#### Work task:
Reproduce, unaltered, the line with "pavement above? Mark it with a dot." along with every line that follows it in the records, up to the last.

*** Source material Section Begins ***

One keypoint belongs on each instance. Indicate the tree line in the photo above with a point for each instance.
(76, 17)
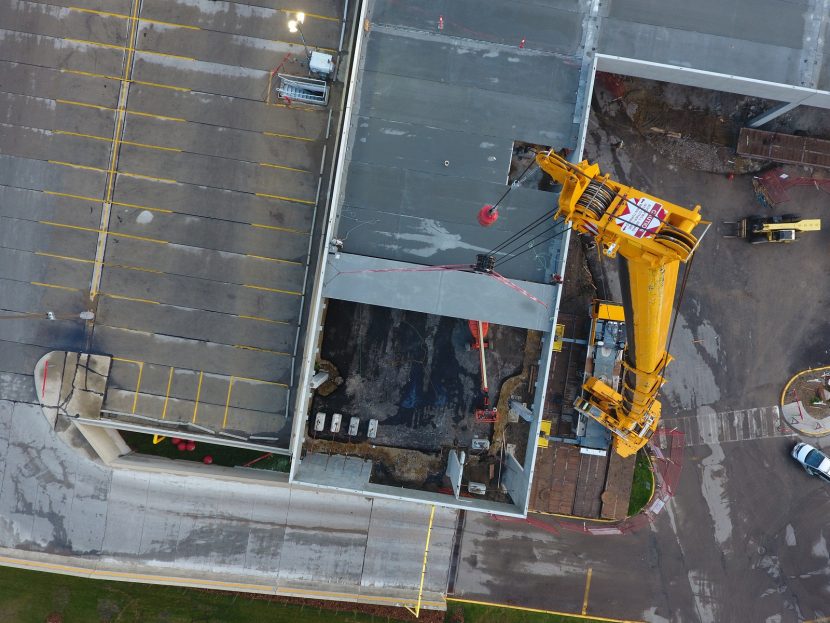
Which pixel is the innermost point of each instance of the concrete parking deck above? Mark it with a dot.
(148, 175)
(66, 513)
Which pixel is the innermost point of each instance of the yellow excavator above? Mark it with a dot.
(652, 236)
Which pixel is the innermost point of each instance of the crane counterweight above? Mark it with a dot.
(651, 237)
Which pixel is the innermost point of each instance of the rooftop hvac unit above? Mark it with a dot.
(299, 89)
(477, 488)
(321, 64)
(318, 379)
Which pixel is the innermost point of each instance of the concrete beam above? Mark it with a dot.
(766, 117)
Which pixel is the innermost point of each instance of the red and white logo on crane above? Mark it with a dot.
(591, 228)
(641, 217)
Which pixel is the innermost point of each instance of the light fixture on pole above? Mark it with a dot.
(294, 26)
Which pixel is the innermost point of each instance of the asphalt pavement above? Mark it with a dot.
(745, 536)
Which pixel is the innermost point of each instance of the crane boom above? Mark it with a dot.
(652, 237)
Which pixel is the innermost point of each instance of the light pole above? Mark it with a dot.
(294, 26)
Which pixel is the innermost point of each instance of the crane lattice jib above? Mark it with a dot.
(652, 237)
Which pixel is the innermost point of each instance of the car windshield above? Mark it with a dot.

*** Source material Section Ends ***

#### Output below:
Which pixel is the innermost point of each instance of the asphalt pavement above? Mark it with a dot.
(745, 536)
Which pixel is the innermost point of each instance of the crane boom above? Mark it with a dot.
(652, 237)
Which pixel is the innermost point of each instance of the light pole above? Mark it with a dot.
(294, 26)
Which pixel is the innermost point of each instance of the crane lattice jib above? Mark it with a dot.
(652, 237)
Which pixel is the innermost point of each instance of the car windshield above? Mark it with a dot.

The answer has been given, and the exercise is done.